Stored data entries:

━━━━━━━━━━━━━━━━━━━━━━━━━━━━━━

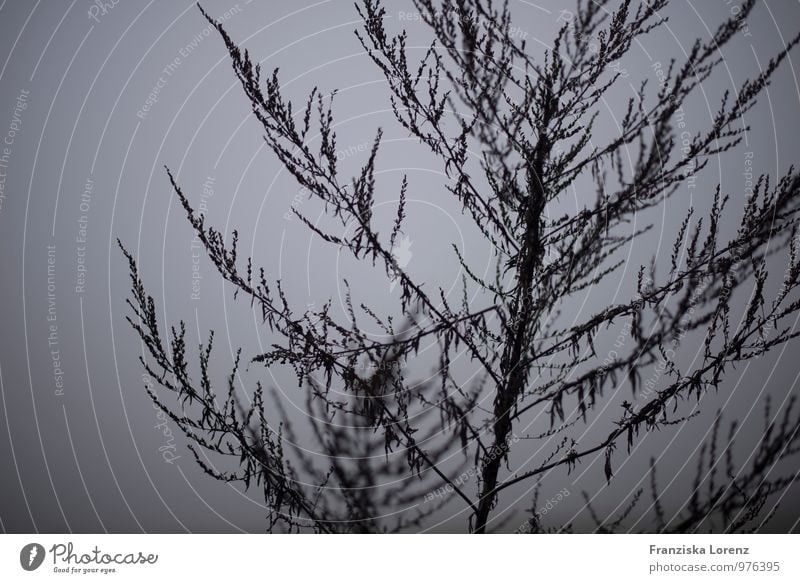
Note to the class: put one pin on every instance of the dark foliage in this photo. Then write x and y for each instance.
(478, 89)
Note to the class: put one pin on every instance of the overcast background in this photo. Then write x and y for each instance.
(89, 456)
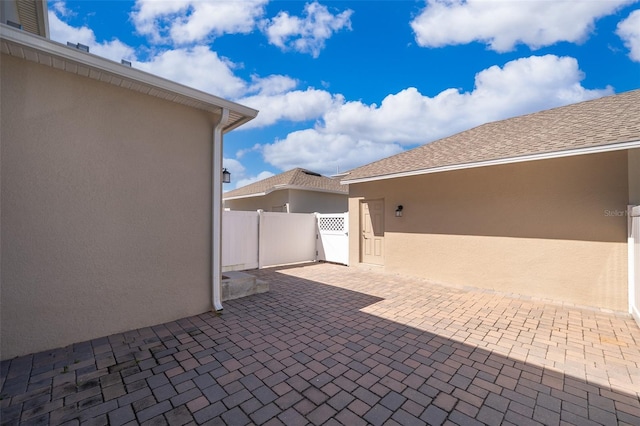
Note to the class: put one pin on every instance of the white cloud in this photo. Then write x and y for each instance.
(503, 24)
(197, 67)
(629, 32)
(63, 33)
(188, 21)
(325, 153)
(307, 34)
(272, 85)
(352, 133)
(297, 105)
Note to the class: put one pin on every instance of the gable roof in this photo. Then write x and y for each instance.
(293, 179)
(22, 44)
(605, 124)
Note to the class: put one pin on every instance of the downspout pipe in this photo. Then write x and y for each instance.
(216, 212)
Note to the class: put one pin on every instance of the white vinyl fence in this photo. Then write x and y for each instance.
(239, 240)
(260, 239)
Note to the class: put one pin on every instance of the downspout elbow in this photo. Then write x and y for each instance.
(216, 212)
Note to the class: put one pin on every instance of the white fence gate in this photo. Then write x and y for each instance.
(239, 240)
(634, 262)
(333, 238)
(253, 240)
(286, 238)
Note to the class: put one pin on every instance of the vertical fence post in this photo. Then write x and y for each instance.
(260, 239)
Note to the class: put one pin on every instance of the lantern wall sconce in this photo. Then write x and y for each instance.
(226, 176)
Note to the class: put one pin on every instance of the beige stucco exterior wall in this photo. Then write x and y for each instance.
(318, 202)
(105, 209)
(300, 201)
(553, 229)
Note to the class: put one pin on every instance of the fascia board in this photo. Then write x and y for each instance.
(501, 161)
(13, 36)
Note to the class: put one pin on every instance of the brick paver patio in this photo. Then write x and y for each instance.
(335, 345)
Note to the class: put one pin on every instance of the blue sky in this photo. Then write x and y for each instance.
(342, 83)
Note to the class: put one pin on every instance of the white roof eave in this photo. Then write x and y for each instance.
(28, 46)
(511, 160)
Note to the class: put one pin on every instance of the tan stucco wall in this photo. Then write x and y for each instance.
(105, 209)
(553, 229)
(299, 202)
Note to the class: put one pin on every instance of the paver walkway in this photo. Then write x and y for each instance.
(335, 345)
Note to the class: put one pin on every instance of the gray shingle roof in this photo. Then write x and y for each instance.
(606, 121)
(296, 178)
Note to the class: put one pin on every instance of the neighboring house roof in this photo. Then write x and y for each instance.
(293, 179)
(606, 124)
(27, 46)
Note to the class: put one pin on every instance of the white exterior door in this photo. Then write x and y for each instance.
(372, 232)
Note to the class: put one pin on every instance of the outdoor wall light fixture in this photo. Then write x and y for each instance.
(226, 176)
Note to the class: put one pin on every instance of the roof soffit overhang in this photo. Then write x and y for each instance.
(24, 45)
(500, 161)
(284, 187)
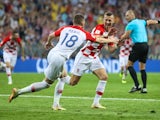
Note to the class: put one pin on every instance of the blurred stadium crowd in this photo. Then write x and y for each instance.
(35, 19)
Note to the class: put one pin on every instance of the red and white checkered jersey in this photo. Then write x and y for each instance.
(70, 39)
(10, 45)
(126, 48)
(92, 49)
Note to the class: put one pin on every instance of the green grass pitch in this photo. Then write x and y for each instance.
(120, 104)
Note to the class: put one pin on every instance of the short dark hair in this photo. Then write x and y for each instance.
(108, 13)
(78, 18)
(15, 31)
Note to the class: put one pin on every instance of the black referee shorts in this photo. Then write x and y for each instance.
(139, 52)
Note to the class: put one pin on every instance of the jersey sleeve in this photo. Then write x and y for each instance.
(90, 37)
(4, 40)
(19, 41)
(58, 32)
(97, 31)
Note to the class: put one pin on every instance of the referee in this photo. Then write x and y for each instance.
(136, 30)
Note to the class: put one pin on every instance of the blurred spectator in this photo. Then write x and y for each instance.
(37, 18)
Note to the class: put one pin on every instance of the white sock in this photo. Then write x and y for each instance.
(34, 87)
(99, 91)
(58, 92)
(59, 89)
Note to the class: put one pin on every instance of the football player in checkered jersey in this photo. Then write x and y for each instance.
(124, 52)
(71, 37)
(10, 51)
(88, 59)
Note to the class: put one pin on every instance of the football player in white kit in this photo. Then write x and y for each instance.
(88, 58)
(10, 52)
(70, 39)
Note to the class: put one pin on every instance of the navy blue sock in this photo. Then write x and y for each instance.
(133, 75)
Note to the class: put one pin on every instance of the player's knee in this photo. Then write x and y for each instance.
(73, 83)
(103, 77)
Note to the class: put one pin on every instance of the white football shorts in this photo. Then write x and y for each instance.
(55, 65)
(83, 63)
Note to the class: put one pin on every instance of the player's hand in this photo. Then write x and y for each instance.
(120, 43)
(48, 45)
(112, 31)
(115, 40)
(23, 58)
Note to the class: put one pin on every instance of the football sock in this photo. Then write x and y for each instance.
(66, 79)
(34, 87)
(144, 78)
(133, 75)
(3, 64)
(99, 91)
(58, 91)
(8, 72)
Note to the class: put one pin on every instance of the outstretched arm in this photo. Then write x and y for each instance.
(48, 42)
(151, 22)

━━━━━━━━━━━━━━━━━━━━━━━━━━━━━━

(WORK ITEM) The records above must be copied exactly, with no pictures carried over.

(REPLY TO THE TASK)
Note to the class: put one pin on every instance of the dark foliage in this photo. Then write x and y for each instance.
(478, 89)
Note to the class: put one pin on every instance of the overcast background in this photo. Then write x and y for each instance.
(89, 456)
Note to the class: put one pin on every instance of the white cloud in this photo. Then write x and y for each instance.
(503, 24)
(197, 67)
(629, 32)
(63, 33)
(188, 21)
(325, 153)
(307, 34)
(272, 85)
(352, 133)
(297, 105)
Note to the class: put one pin on every instance of the gable roof in this photo. Then write x and y for each instance.
(293, 179)
(22, 44)
(605, 124)
Note to the class: put one pin on every instance of the downspout pipe in this photo. Then write x and y for each instance.
(216, 212)
Note to the class: put one pin on every instance of the white vinyl fence in this photo. Then write x and y for each instance.
(239, 240)
(260, 239)
Note to the class: put one pin on every instance of the downspout elbow in this photo. Then write x and y for each instance.
(216, 212)
Note to the class: put one pin on every instance of the white fence gate in this photo. Then write x and y for each instance.
(239, 240)
(634, 262)
(333, 238)
(253, 240)
(286, 238)
Note to the class: put one pin on every instance of the vertical fence post in this photo. Then write x and y for each instance.
(260, 239)
Note to the class: put one pin on every instance of the lantern wall sconce in this photo. Then write x and y for each instance.
(226, 176)
Note to the class: put one pin on every instance of the beige stucco exterior wall in this photo. Then write x and y for each instance.
(318, 202)
(105, 209)
(300, 201)
(553, 229)
Note to the class: put one pin on every instance of the fascia board in this photo. Then write x and y for each instance.
(501, 161)
(13, 36)
Note to the class: put one pin on every instance of the brick paver patio in this photo. Then write x and y for each instance.
(335, 345)
Note to the class: put one pin on every instance of the blue sky in this photo. Then write x and y for each instance.
(342, 83)
Note to the class: put one pin on every instance of the white roof eave in this photo. Then write x and y for each instance.
(28, 46)
(511, 160)
Note to the class: put one pin on every instance of the tan stucco wall in this photo. Then write x and y for each instance.
(105, 209)
(553, 229)
(299, 202)
Note to the class: put one pin on every instance of the paver walkway in this photo. Then write x and y for each instance.
(335, 345)
Note to the class: put one pin on every instance of the gray shingle roof in this photo. Then write x and y for each instance.
(606, 121)
(296, 178)
Note to the class: put one pin on every instance of the neighboring house roof in this photo. Then write x and y for each instance.
(293, 179)
(606, 124)
(27, 46)
Note to the class: put one pin on every instance of the white exterior door in this photo. Then write x and y for each instance.
(372, 232)
Note to the class: put one pin on every instance of the outdoor wall light fixture in this photo. Then write x and y for each instance.
(226, 176)
Note to the class: put one pin on every instance of the roof soffit overhang in this photo. Then write x and y for each instance.
(24, 45)
(500, 161)
(284, 187)
Note to the class: put one pin on every instance of the blurred stadium crowd in this photo. Then write x and y for each instance.
(35, 19)
Note to the class: put one pin on every instance of the red and white checkered jersey in this photo. Then write x and y for each instance.
(70, 39)
(10, 45)
(126, 48)
(92, 49)
Note to the class: put one pin on every instance of the green grass pitch in this photo. Then write x and y for each instance.
(120, 104)
Note to the class: put one pin on every instance of the short dark hair in this photo. Then write x and y for each instance.
(108, 13)
(78, 18)
(15, 31)
Note to the class: put one pin on every instance of the black referee shorts in this photo. Then write x and y for each instance.
(139, 52)
Note to the class: put one pin on every instance of the jersey sleeve in this photo. Then write x and y for each instance.
(90, 37)
(4, 40)
(19, 41)
(58, 32)
(97, 31)
Note to the class: put one pin on every instance of the referee in this photo. Then write x and y for each instance.
(136, 30)
Note to the class: put one pin on every instance of the blurred spectator in this photo. Then write x and y for each instance.
(37, 18)
Note to the class: put one pin on every instance of the white sock in this photo. Then write x and y for each instance.
(34, 87)
(99, 91)
(58, 92)
(59, 89)
Note to the class: put one pin on every instance of the football player in checkered jersey in this photo. Then write x and y for each instance.
(124, 52)
(71, 37)
(10, 51)
(88, 59)
Note to the class: put one pin on every instance of the football player in white kit in this photo. Then write x and y for each instance.
(88, 58)
(10, 52)
(70, 39)
Note to the class: put one pin on every instance of the navy blue sock in this photo. Then write x and y for each instance.
(133, 75)
Note to the class: put one pin on every instance of the player's knee in this photo. Then write x and y for each instance.
(73, 83)
(103, 77)
Note to the class: put one pin on every instance of the white football shorts in this photo. Then write x and y for each instance.
(55, 65)
(83, 63)
Note to the class: put one pin on every instance of the player's hand in this photo. Then write x and y for each instance.
(120, 43)
(48, 45)
(112, 31)
(115, 40)
(23, 58)
Note to the class: put one pin on every instance of the football sock in this photo. Then write x and y for each instance.
(66, 79)
(34, 87)
(144, 78)
(133, 75)
(3, 64)
(99, 91)
(58, 91)
(8, 72)
Note to the class: put one pin on every instance of the outstretched arm in this photo. Then write x and y for each instance.
(48, 42)
(151, 22)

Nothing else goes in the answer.